Items from a dataset

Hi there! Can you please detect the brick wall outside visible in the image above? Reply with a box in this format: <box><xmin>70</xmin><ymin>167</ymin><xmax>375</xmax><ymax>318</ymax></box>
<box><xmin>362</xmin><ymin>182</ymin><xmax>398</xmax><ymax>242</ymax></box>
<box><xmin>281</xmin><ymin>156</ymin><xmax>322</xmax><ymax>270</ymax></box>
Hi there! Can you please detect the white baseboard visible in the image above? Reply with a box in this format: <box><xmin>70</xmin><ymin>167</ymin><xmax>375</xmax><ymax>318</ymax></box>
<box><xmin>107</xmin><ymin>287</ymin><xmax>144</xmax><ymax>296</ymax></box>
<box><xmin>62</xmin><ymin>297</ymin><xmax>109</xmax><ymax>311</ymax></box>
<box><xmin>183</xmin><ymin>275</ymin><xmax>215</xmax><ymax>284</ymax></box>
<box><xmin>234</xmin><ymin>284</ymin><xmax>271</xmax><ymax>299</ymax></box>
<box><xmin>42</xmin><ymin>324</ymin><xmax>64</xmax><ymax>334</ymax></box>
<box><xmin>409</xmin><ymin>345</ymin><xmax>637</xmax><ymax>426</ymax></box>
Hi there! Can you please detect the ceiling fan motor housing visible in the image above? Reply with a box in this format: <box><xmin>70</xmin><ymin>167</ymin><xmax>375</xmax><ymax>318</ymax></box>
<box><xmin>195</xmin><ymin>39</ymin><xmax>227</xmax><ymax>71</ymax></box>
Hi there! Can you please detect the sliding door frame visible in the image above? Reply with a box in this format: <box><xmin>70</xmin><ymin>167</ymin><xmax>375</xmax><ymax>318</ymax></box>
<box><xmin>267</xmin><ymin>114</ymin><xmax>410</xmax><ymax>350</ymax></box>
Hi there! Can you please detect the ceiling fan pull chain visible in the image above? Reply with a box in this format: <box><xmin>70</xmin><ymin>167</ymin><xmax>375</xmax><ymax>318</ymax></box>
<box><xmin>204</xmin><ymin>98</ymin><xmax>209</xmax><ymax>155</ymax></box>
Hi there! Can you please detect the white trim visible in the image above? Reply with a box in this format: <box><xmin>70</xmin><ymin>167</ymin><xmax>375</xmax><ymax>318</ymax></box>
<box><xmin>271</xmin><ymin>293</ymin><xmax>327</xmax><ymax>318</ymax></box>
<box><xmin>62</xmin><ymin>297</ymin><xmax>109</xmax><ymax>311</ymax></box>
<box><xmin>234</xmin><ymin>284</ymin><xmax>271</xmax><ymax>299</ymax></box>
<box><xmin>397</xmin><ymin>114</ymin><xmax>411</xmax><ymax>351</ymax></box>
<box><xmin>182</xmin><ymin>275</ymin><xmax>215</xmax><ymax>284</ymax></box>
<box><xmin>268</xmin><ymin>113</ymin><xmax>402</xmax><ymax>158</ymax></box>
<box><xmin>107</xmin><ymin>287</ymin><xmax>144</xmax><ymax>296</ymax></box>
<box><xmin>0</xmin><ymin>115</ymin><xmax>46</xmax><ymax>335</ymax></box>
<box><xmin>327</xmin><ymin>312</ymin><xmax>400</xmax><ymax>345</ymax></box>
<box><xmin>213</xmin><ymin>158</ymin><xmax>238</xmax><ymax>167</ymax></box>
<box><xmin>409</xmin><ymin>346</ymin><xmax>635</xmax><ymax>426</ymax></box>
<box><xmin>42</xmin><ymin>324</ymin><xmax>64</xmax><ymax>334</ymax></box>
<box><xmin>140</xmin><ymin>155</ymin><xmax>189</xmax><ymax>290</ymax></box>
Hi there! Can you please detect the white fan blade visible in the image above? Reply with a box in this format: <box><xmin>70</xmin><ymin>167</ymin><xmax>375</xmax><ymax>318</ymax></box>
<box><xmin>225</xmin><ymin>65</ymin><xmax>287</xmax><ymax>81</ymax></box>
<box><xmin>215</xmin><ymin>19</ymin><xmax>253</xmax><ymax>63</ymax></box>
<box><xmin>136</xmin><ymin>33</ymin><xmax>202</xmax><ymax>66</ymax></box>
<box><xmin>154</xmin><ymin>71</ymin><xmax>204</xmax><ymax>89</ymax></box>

• REQUIRED TASK
Reproduce the whole listing word for word.

• WRITTEN ANSWER
Hi there! Can you please detect the brick wall outside visible in the image above? Reply with a box in this format: <box><xmin>70</xmin><ymin>167</ymin><xmax>375</xmax><ymax>318</ymax></box>
<box><xmin>362</xmin><ymin>182</ymin><xmax>398</xmax><ymax>242</ymax></box>
<box><xmin>281</xmin><ymin>156</ymin><xmax>322</xmax><ymax>270</ymax></box>
Hi there! Can you please detect the white baseboard visible in the image above? Reply with a box in this format: <box><xmin>70</xmin><ymin>167</ymin><xmax>375</xmax><ymax>318</ymax></box>
<box><xmin>107</xmin><ymin>287</ymin><xmax>144</xmax><ymax>296</ymax></box>
<box><xmin>62</xmin><ymin>297</ymin><xmax>109</xmax><ymax>311</ymax></box>
<box><xmin>183</xmin><ymin>275</ymin><xmax>215</xmax><ymax>284</ymax></box>
<box><xmin>234</xmin><ymin>284</ymin><xmax>271</xmax><ymax>299</ymax></box>
<box><xmin>42</xmin><ymin>324</ymin><xmax>64</xmax><ymax>334</ymax></box>
<box><xmin>409</xmin><ymin>345</ymin><xmax>637</xmax><ymax>426</ymax></box>
Hi there! Can you please detect the ceiling fan motor housing visible in the image above? Reply with a box in this format: <box><xmin>70</xmin><ymin>167</ymin><xmax>375</xmax><ymax>318</ymax></box>
<box><xmin>195</xmin><ymin>39</ymin><xmax>227</xmax><ymax>71</ymax></box>
Hi there! Can you please detect the sliding door frame visible in the image above? Reply with a box in this format: <box><xmin>70</xmin><ymin>167</ymin><xmax>375</xmax><ymax>318</ymax></box>
<box><xmin>267</xmin><ymin>114</ymin><xmax>410</xmax><ymax>350</ymax></box>
Hi there! Can you please detect the ceiling fan pull chain visible in the image above? Reply with a box in this format: <box><xmin>70</xmin><ymin>167</ymin><xmax>375</xmax><ymax>318</ymax></box>
<box><xmin>204</xmin><ymin>98</ymin><xmax>209</xmax><ymax>155</ymax></box>
Hi there! Can you please detect the white trim visible in the image above? Reply with a box in this format: <box><xmin>70</xmin><ymin>167</ymin><xmax>375</xmax><ymax>318</ymax></box>
<box><xmin>271</xmin><ymin>293</ymin><xmax>327</xmax><ymax>318</ymax></box>
<box><xmin>62</xmin><ymin>297</ymin><xmax>109</xmax><ymax>311</ymax></box>
<box><xmin>234</xmin><ymin>284</ymin><xmax>271</xmax><ymax>299</ymax></box>
<box><xmin>397</xmin><ymin>114</ymin><xmax>411</xmax><ymax>351</ymax></box>
<box><xmin>182</xmin><ymin>275</ymin><xmax>215</xmax><ymax>284</ymax></box>
<box><xmin>268</xmin><ymin>113</ymin><xmax>402</xmax><ymax>158</ymax></box>
<box><xmin>107</xmin><ymin>287</ymin><xmax>144</xmax><ymax>296</ymax></box>
<box><xmin>0</xmin><ymin>115</ymin><xmax>46</xmax><ymax>335</ymax></box>
<box><xmin>327</xmin><ymin>312</ymin><xmax>400</xmax><ymax>345</ymax></box>
<box><xmin>213</xmin><ymin>158</ymin><xmax>238</xmax><ymax>167</ymax></box>
<box><xmin>409</xmin><ymin>346</ymin><xmax>635</xmax><ymax>426</ymax></box>
<box><xmin>42</xmin><ymin>324</ymin><xmax>64</xmax><ymax>334</ymax></box>
<box><xmin>140</xmin><ymin>155</ymin><xmax>189</xmax><ymax>290</ymax></box>
Hi there! Can you please detect the white fan blade visible in the image above? Reply with a box in this format: <box><xmin>70</xmin><ymin>167</ymin><xmax>375</xmax><ymax>318</ymax></box>
<box><xmin>225</xmin><ymin>65</ymin><xmax>287</xmax><ymax>81</ymax></box>
<box><xmin>215</xmin><ymin>19</ymin><xmax>253</xmax><ymax>63</ymax></box>
<box><xmin>136</xmin><ymin>33</ymin><xmax>202</xmax><ymax>66</ymax></box>
<box><xmin>154</xmin><ymin>71</ymin><xmax>204</xmax><ymax>89</ymax></box>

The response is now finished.